» **Work to be completed**: What this exercise calls for is an exact copy of the data.

[Data entries]
☆ ☆ ☆ ☆ ☆
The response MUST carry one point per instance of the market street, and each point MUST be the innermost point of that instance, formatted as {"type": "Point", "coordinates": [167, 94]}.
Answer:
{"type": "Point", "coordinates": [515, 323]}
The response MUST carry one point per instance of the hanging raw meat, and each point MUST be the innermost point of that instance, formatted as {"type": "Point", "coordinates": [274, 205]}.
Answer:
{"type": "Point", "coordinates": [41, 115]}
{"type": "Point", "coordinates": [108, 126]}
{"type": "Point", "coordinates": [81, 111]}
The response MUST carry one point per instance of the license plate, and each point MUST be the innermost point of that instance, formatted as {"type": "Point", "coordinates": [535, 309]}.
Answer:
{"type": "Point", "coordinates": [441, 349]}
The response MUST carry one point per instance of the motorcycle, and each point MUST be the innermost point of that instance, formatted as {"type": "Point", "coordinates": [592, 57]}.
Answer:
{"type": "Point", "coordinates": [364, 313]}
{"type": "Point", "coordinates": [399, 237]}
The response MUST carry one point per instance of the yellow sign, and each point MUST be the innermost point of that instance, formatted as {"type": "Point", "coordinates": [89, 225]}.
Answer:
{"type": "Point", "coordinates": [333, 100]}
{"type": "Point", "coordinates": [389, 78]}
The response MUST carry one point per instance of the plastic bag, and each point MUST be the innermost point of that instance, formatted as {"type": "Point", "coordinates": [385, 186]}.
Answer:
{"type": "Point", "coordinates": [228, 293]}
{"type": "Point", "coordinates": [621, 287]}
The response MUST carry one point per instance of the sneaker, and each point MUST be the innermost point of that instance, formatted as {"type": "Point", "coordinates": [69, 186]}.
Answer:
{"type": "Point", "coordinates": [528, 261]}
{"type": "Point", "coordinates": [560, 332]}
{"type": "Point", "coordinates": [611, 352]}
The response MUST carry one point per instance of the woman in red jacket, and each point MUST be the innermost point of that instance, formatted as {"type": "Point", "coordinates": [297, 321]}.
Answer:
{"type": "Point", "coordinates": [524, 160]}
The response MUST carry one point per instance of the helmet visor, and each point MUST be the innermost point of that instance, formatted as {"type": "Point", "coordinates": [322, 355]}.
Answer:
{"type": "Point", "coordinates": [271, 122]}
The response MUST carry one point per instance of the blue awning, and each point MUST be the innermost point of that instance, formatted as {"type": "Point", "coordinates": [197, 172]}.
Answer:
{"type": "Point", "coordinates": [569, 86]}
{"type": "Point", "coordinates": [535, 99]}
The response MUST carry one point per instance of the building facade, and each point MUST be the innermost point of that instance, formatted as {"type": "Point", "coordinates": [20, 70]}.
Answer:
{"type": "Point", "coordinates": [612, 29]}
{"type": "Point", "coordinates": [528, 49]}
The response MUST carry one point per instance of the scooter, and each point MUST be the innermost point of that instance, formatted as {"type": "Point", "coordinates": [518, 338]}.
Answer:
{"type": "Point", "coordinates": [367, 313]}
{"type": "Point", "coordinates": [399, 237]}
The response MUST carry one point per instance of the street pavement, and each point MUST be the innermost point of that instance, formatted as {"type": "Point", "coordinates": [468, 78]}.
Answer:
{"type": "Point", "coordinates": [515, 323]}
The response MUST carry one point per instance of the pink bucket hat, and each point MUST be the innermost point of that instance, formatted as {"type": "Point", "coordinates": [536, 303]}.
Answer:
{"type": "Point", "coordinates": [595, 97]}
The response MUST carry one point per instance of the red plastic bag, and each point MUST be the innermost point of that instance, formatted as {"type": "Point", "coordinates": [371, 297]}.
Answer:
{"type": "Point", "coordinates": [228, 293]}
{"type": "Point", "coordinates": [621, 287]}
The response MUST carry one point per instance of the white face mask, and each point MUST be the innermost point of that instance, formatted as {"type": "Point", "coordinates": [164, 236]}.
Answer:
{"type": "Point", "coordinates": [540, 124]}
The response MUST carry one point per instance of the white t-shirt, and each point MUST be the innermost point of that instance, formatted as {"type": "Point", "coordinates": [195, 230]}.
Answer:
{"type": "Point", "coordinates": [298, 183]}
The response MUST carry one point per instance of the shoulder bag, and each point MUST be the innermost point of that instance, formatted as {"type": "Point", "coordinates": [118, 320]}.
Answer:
☆ ☆ ☆ ☆ ☆
» **Solution to this task**:
The response MUST carry one point per instance of the market street, and each point MUST be the innermost point of that instance, formatted as {"type": "Point", "coordinates": [167, 94]}.
Answer:
{"type": "Point", "coordinates": [515, 323]}
The response MUST carry one point per instance of the hanging raw meat, and each point MUST be the innermost point of that instance, formatted as {"type": "Point", "coordinates": [274, 205]}.
Answer:
{"type": "Point", "coordinates": [41, 115]}
{"type": "Point", "coordinates": [108, 126]}
{"type": "Point", "coordinates": [81, 111]}
The response MUST carry one point per instance of the license plate, and each point MUST be the innermost point of that instance, formatted as {"type": "Point", "coordinates": [535, 309]}.
Answer:
{"type": "Point", "coordinates": [441, 349]}
The response MUST carry one point per instance of the motorcycle, and each point MUST be the innermost point of that instance, formatted as {"type": "Point", "coordinates": [592, 57]}.
Answer:
{"type": "Point", "coordinates": [364, 313]}
{"type": "Point", "coordinates": [399, 237]}
The response MUST carry one point per instance of the yellow sign, and each point MUST be the innermost point of that instance, formatted as {"type": "Point", "coordinates": [89, 225]}.
Answer:
{"type": "Point", "coordinates": [333, 100]}
{"type": "Point", "coordinates": [389, 78]}
The response MUST carry one point per instance of the plastic bag, and each point MUST be the innermost point of that instance, formatted as {"type": "Point", "coordinates": [385, 186]}.
Answer:
{"type": "Point", "coordinates": [228, 293]}
{"type": "Point", "coordinates": [621, 287]}
The response MUST carry one point per instance of the sneaker, and each point MUST be the innermost point of that instance, formatted as {"type": "Point", "coordinates": [69, 186]}.
Answer:
{"type": "Point", "coordinates": [528, 261]}
{"type": "Point", "coordinates": [560, 332]}
{"type": "Point", "coordinates": [611, 352]}
The response MUST carry one point per instance of the woman in red jacket, and each point MUST be the innermost point of that instance, formatted as {"type": "Point", "coordinates": [297, 321]}.
Answer:
{"type": "Point", "coordinates": [524, 160]}
The response MUST carry one point per instance of the helmet visor, and each point MUST be the innermost point of that instance, formatted as {"type": "Point", "coordinates": [322, 355]}.
Answer:
{"type": "Point", "coordinates": [271, 122]}
The response MUST carry one point per instance of the blue awning, and each point MUST be the innermost point of that instance, formatted as {"type": "Point", "coordinates": [197, 172]}.
Answer:
{"type": "Point", "coordinates": [569, 86]}
{"type": "Point", "coordinates": [535, 99]}
The response MUST carry one point per instance of the building facade, and each point MUST be the innermost point of that instance, formatted as {"type": "Point", "coordinates": [20, 70]}.
Answer:
{"type": "Point", "coordinates": [612, 29]}
{"type": "Point", "coordinates": [528, 49]}
The response MUST carry one point per instance of the scooter, and each point MUST be the innermost point of that instance, formatted as {"type": "Point", "coordinates": [518, 338]}.
Answer:
{"type": "Point", "coordinates": [367, 313]}
{"type": "Point", "coordinates": [399, 237]}
The response MUST carry one point per instance of the street pavement, and each point MUST be the innermost point of that instance, formatted as {"type": "Point", "coordinates": [468, 78]}.
Answer:
{"type": "Point", "coordinates": [515, 323]}
The response MUST carry one point per instance of the pink bucket hat, and each point MUST be the innermost point of that instance, formatted as {"type": "Point", "coordinates": [536, 303]}.
Answer:
{"type": "Point", "coordinates": [595, 97]}
The response MUST carry one point per instance of the red plastic bag, and each point MUST be the innermost point of that instance, formatted as {"type": "Point", "coordinates": [371, 297]}.
Answer:
{"type": "Point", "coordinates": [228, 293]}
{"type": "Point", "coordinates": [621, 287]}
The response MUST carry one point per instance of the white face mask, and each point MUST be the innermost point of that instance, formatted as {"type": "Point", "coordinates": [164, 236]}.
Answer:
{"type": "Point", "coordinates": [540, 124]}
The response MUST carry one point per instance of the white t-shirt, and each point MUST be the innermost point of that instance, formatted as {"type": "Point", "coordinates": [195, 230]}.
Answer:
{"type": "Point", "coordinates": [298, 183]}
The response MUST carry one point per instance of the shoulder bag, and each point MUST be the innermost point of that instance, formatted as {"type": "Point", "coordinates": [118, 320]}.
Answer:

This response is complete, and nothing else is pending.